Every project has a minimum team that is necessary to make it come together. To write a book, you need an author, an editor, an illustrator, and a publisher.

To build a home you need a contractor, roofers and framers, finish crew, and floor installers, painters and various other members to build the home before you can move in. To produce a short film, you need various crew members too! But what crew do you need for a short film?

Particularly, short film crew members require the following roles to be filled:

  • Assistant Director
  • Director of Photography
  • 1st Assistant Camera
  • Gaffer
  • Grip
  • Sound Recordist
  • Production Assistant

While you may forego some of these crew members, this is a rather bare-bones list of the most important film crew members that you should consider hiring if you’re planning on creating a short film. 

Here’s what each of them is responsible for.


The assistant director is the individual that works out the administrative tasks associated with the production of your short film. If you were to produce a more distinct or longer film, you may need more than just the Assistant Director.

You would possible need 1st AD, 2nd AD, and a 3rd Ad or Trainee. However, for a short film, you should be able to accomplish what you need with just the one assistant director on staff.

The AD will handle communication between staff and crew as well as between crew and outside organizations, to ensure all problems or concerns are addressed. An assistant director ensures your short film remains on task, on schedule, and on budget.


Virtually every film requires a Director of Photography. This is a film crew role that really just cannot be foregone. You need the DP to help you capture the creative vision and style of your short film.

The DP is also responsible for determining how to frame shots and where to position your actors in order to produce the best footage. 

On very small-scale short films, where very few crew members are budgeted in, the director of photography may double as the first camera or Camera Operator. It’s ok to have a DP act as a camera, but it’s certainly not advisable to forego a DP all together — just don’t!


The 1st Assistant Camera operator is responsible for that — operating the camera. For your short film, you can probably get away with just one camera operator but if you can have more than one you’ll save time in shooting.

**********

» Written instruction:
Reproduce the section of the film crew passage between "To build a home" and "a short film.", inclusive, swapping "short film" for "documentary" wherever it occurs.

**********

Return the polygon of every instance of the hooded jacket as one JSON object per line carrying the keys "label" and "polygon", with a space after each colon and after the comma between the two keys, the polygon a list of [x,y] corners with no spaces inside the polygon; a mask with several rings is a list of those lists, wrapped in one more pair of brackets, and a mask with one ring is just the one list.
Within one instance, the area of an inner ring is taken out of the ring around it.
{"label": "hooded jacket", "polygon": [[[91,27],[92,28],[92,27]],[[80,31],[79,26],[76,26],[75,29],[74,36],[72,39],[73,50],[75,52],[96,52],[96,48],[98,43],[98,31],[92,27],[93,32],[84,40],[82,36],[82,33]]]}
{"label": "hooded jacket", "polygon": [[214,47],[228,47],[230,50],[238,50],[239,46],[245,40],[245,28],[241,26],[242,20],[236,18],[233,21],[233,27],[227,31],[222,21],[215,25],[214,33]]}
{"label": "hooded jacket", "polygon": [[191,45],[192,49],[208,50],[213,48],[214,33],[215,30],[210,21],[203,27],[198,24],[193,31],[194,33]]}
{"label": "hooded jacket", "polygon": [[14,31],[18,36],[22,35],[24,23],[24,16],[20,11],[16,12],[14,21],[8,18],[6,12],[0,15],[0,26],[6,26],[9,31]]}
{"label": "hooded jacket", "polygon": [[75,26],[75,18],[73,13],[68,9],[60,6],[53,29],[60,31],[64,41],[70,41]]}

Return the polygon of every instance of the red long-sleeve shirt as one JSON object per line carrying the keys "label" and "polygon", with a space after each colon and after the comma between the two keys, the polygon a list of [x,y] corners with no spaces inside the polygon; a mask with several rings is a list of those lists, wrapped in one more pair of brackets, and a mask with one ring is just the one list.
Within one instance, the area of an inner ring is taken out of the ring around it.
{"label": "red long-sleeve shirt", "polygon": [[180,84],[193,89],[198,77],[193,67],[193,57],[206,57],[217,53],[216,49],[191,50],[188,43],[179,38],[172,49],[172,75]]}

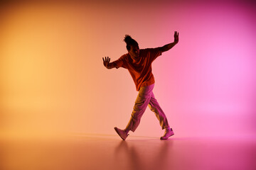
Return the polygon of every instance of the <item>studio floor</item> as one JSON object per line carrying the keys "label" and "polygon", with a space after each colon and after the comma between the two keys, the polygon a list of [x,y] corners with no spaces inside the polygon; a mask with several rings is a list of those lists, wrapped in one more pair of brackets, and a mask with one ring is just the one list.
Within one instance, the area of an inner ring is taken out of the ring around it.
{"label": "studio floor", "polygon": [[255,170],[256,140],[79,134],[1,140],[1,170]]}

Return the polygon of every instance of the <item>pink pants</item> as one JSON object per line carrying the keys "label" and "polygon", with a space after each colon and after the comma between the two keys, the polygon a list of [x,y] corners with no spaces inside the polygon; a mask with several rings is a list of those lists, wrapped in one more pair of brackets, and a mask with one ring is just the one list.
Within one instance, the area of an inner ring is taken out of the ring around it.
{"label": "pink pants", "polygon": [[166,116],[160,108],[159,103],[153,94],[154,84],[147,86],[142,86],[139,89],[139,94],[135,101],[135,105],[132,113],[132,117],[126,128],[127,130],[134,132],[138,127],[140,119],[149,106],[150,110],[153,111],[157,119],[159,120],[162,129],[169,128]]}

**********

» Output of the exercise:
To build a home you need a contractor, roofers and framers, finish crew, and floor installers, painters and various other members to build the home before you can move in. To produce a documentary, you need various crew members too! But what crew do you need for a documentary?

Particularly, documentary crew members require the following roles to be filled:

  • Assistant Director
  • Director of Photography
  • 1st Assistant Camera
  • Gaffer
  • Grip
  • Sound Recordist
  • Production Assistant

While you may forego some of these crew members, this is a rather bare-bones list of the most important film crew members that you should consider hiring if you’re planning on creating a documentary.